▼

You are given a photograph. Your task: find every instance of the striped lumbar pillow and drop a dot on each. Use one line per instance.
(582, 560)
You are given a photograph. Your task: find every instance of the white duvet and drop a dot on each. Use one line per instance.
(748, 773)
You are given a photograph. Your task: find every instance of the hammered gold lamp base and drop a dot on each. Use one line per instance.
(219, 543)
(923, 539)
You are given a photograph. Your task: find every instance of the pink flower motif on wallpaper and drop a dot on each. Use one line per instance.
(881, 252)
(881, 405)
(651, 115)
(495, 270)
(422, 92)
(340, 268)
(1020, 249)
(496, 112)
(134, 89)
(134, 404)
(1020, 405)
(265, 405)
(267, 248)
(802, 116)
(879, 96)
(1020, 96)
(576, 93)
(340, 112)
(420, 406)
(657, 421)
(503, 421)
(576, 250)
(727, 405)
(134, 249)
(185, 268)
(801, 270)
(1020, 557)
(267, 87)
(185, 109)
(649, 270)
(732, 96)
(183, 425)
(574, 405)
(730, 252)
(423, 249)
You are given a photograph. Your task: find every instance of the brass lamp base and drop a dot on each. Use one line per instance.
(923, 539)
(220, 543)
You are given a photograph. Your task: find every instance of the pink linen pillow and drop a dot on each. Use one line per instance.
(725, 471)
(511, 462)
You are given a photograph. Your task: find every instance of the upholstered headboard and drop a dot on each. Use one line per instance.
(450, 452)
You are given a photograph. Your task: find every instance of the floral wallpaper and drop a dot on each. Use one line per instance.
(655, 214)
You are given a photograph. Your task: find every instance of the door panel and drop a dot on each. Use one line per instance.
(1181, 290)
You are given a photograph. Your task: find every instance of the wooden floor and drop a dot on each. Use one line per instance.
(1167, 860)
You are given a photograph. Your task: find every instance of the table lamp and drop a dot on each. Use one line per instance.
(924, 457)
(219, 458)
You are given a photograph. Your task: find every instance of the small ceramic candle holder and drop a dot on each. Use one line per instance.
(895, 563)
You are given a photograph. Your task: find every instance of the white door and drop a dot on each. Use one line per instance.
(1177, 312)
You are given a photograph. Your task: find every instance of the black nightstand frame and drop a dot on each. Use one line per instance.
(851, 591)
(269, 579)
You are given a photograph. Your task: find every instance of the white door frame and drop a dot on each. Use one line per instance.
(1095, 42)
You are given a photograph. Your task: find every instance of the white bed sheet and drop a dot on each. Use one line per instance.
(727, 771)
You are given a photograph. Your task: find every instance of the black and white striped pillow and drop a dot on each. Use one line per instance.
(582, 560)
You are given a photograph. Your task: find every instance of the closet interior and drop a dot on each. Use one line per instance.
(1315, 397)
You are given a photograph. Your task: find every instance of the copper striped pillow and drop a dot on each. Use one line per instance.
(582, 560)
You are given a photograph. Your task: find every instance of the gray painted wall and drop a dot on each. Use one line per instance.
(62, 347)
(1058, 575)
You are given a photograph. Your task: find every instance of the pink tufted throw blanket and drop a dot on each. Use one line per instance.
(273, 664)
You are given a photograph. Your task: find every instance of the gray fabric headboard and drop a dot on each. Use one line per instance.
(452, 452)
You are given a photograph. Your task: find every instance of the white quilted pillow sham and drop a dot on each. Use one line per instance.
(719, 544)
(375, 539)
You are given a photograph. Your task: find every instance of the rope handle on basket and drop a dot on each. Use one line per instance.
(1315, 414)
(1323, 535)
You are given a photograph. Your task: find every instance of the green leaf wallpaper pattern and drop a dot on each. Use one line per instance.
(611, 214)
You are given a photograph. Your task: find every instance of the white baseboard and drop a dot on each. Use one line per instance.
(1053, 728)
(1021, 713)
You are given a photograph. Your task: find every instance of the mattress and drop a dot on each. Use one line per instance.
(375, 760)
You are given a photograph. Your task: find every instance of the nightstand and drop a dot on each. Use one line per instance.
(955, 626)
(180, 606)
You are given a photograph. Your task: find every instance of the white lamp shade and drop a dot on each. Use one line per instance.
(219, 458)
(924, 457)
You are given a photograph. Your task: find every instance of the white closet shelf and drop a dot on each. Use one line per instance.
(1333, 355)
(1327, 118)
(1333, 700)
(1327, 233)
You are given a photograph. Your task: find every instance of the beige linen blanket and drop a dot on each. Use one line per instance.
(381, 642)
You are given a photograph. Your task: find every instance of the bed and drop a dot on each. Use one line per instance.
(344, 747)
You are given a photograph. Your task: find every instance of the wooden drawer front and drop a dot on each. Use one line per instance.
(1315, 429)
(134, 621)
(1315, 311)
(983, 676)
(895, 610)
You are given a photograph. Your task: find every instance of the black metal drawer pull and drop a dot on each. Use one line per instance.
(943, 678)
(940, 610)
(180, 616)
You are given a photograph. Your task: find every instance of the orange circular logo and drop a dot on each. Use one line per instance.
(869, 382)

▲

Task → Lay out all of the data above as a two-column CSV headed "instruction" and "points", with one row per instruction. Put each instruction and its full set of points in a single quoted field, turning line breaks into spaces.

Solved exercise →
instruction,points
"You are given a photograph. Your task: find every instance of the striped lumbar pillow and drop a dot on each. Use one line per instance.","(582, 560)"
"You are given a photograph. Your task: find every instance of the white duvet and drop a dot on each. Use one line per instance.","(748, 773)"
"You are given a photograph. Your task: find every instance of the hammered gold lamp base and drop a dot on each. Use one line per instance.","(219, 543) (923, 539)"
"You are given a photograph. Your task: find every instance of the pink flower motif on wallpaper and drop a dot on each. Use one line per instance.","(881, 252) (881, 405) (651, 115) (495, 270) (422, 92) (340, 268) (1020, 249) (496, 112) (134, 89) (134, 404) (1020, 405) (265, 405) (267, 248) (802, 116) (879, 96) (1020, 96) (576, 93) (340, 112) (420, 406) (657, 421) (503, 421) (576, 250) (727, 405) (134, 249) (185, 268) (801, 270) (1020, 557) (267, 87) (185, 109) (649, 270) (732, 96) (183, 425) (574, 405) (730, 252) (423, 249)"
"You are given a photograph. Your task: find every instance of the brass lamp base and drop a dot on each. Use one line per instance.","(923, 539) (220, 543)"
"You are given a photograph. Your task: find every instance of the pink linen pillow and drop a dot on each. Use one line per instance.","(725, 471) (511, 462)"
"You are given a photograph. Your task: find every instance of the upholstered headboard and drop a dot on each. Use one line per instance.","(450, 452)"
"You are given a photograph. Your task: find every instance of the floral wallpaper and drop a dot on each. Use one line per instance.","(655, 214)"
"You are given a photograph. Your task: find every instance of the door panel and drop a dot on each. Use one line per instance.","(1181, 290)"
"You are given a photograph. Your task: find every instance of the wooden floor and drop a dot on each. Use one line per instance.","(1167, 860)"
"You are given a photograph. Your task: find every instance of the table lamp and drop a dot on each. Use one line per instance.","(924, 457) (219, 458)"
"You are given a photograph. Your task: find every instance of the small ceramic candle holder and drop a dot on each. Use one line per instance.","(895, 563)"
"You are given a photograph. Your task: find every instance of the white door and drop a dot on each. Use one line per instance.","(1177, 312)"
"You are given a photograph. Your task: find every instance of the black nightstand frame and drop a dot on each. Use one line per instance.","(851, 591) (269, 579)"
"You are given a photograph. Your task: find every instance of the white door frame and drop a dot on each. Use one line per instance.","(1095, 42)"
"You are given a photograph. Your task: find every instance of the white bed sheet and drop a dot on each. Use one line per instance.","(727, 771)"
"You are given a photograph. Your task: find every instance of the black and white striped pillow and drop a dot on each. Use one line per instance.","(582, 560)"
"You are given a photograph. Your task: find every instance of the closet interior and drop a dot on each. Use one line per instance.","(1315, 397)"
"You are given a photograph. Your task: find every instance of the copper striped pillow and drop a dot on each. Use one line per instance.","(582, 560)"
"You are given a photograph. Your task: find every instance of the gray painted wall and drop a dot on each. Use one line per instance.","(62, 347) (1058, 575)"
"You are given a photograph. Your task: find every instance of the pink tufted throw blanket and drop a dot on each. Use one line per instance.","(273, 664)"
"You are given a photograph. Your task: find every instance of the gray fabric headboard and drop a dot on each. Use one line per instance.","(452, 452)"
"You are given a photograph. Your task: find every instance of the white quilted pillow sham and drop a dot on each. Use one line per instance.","(719, 544) (375, 539)"
"You are given a photograph. Your task: find every instance of the rope handle on basket and drop a dot on each. Use one line per instance.","(1315, 414) (1323, 535)"
"You are given a photograph. Your task: find every instance of the green leaf wallpaper pattern and drop a dot on each. Use one line per instance.","(611, 214)"
"You are given a photograph. Your task: find every instance of the white baseboard and drop a dot on each. Use one line per instance.","(1053, 728) (1021, 713)"
"You are given a photograph. Your task: find every instance of the mattress and drop a dot on each. Use one line per instance.","(375, 760)"
"You are given a photograph. Your task: find every instance of the nightstand and drop a dot on each. Use one line per instance.","(955, 626) (180, 606)"
"You are given a photograph. Your task: find every instance of the white lamp shade and drop a dot on each. Use one line per instance.","(219, 458) (924, 457)"
"You are given a photograph. Your task: find every instance of the white closet shelf and drop a dot on each. Use one line per instance.","(1333, 355) (1327, 118) (1333, 700) (1327, 233)"
"You are given a photograph. Your task: find every instance of the beige linen blanket and drop a dot on each. Use one line per instance.","(381, 642)"
"You are given a photograph. Your task: find every instance of the bed and drop a dot on each. Use one line per instance.","(344, 747)"
"You are given a photograph. Your task: find every instance of the wooden drawer front and drop a dot on each. Use one line per instance.","(1315, 429) (134, 621) (1315, 311) (983, 676) (895, 610)"
"You are given a photograph. Your task: find every instance of the black metal drawer pull and drop a dot on each. Use one line per instance.","(943, 678) (940, 610) (180, 616)"
"You are given a photograph. Your task: find every instance of the orange circular logo and drop a dot on each. Use one line per instance.","(869, 382)"